DOCUMENT PASSAGE -
◆ ◆ ◆
RCT of the Effect of Uvulopalatopharyngoplasty Compared to Expectancy in Patients With Obstructive Sleep Apnea

NCT01659671 · Status: COMPLETED · Phase: NA · Type: INTERVENTIONAL · Enrollment: 65

Last updated 2014-12-15

No results posted yet for this study

Summary

Hypothesis:Pharyngeal surgery (UPPP) reduces significantly the nightly respiratory breathing pauses (apnoeas-hypopnoeas) and improves the daytime symptoms compared to expectancy for 6 months in patients with OSAS.
◆ ◆ ◆
STORED DATA -
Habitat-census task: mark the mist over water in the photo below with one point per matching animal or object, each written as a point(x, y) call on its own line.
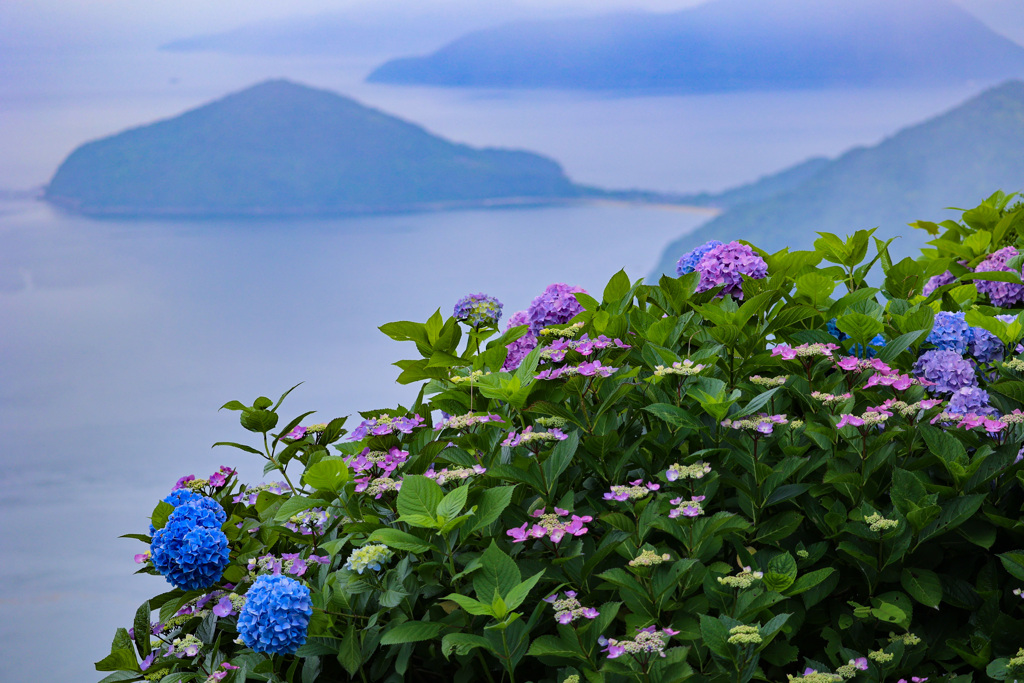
point(121, 339)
◆ ◆ ◆
WORK INSTRUCTIONS -
(a) From the sleep apnea trial record, reproduce the passage that begins at the words "NCT01659671 · Status: COMPLETED" and stops after "patients with OSAS.".
(b) In the sleep apnea trial record, list each labeled field on the line that begins with the trial identifier, along with its value.
(c) Extend the sleep apnea trial record beyond its hypothesis sentence.

PER-TASK ANSWERS -
(a)
NCT01659671 · Status: COMPLETED · Phase: NA · Type: INTERVENTIONAL · Enrollment: 65

Last updated 2014-12-15

No results posted yet for this study

Summary

Hypothesis:Pharyngeal surgery (UPPP) reduces significantly the nightly respiratory breathing pauses (apnoeas-hypopnoeas) and improves the daytime symptoms compared to expectancy for 6 months in patients with OSAS.

(b)
Status: COMPLETED
Phase: NA
Type: INTERVENTIONAL
Enrollment: 65

(c)
Background: Obstructive sleep apnea syndrome (OSAS) is associated with an increased risk of poor sleep quality, excessive daytime sleepiness and prolonged reaction time, which can elevate the risk for traffic accidents. Increased morbidity and three to four times increased mortality in these patients are well documented, mainly in the cardiovascular field. Pharyngeal surgery, i.e. uvulopalatopharyngoplasty (UPPP) opens up the airway and was the predominant treatment for OSAS worldwide before continuous positive airway pressure (CPAP) devices became widely available in the 1990s. Since then, the main treatment for OSAS has been CPAP, but an increasing number of patients are also treated with mandibular retaining device (MRD). UPPP as treatment for OSAS has been performed for 30 years. The evidence-grade for the efficacy has so far been very low, and the side-effects and complication rate has raised the question whether there is a place for surgical treatment of OSAS. However, the compliance for CPAP and dental devices are quite low (50-60%), leaving a lot of patients untreated if surgery is not offered. RCT UPPP is still missing and called for.

Conditions

  • Obstructive Sleep Apnea Syndrome

Interventions

PROCEDURE

Uvulopalatopharyngoplasty

Uvulopalatopharyngoplasty: Resection of the soft palate 3 mm and tonsillectomy, amputation of the uvula to approx 1 cm, single sutures of the posterior pillar to the anterior pillar and of the soft palate.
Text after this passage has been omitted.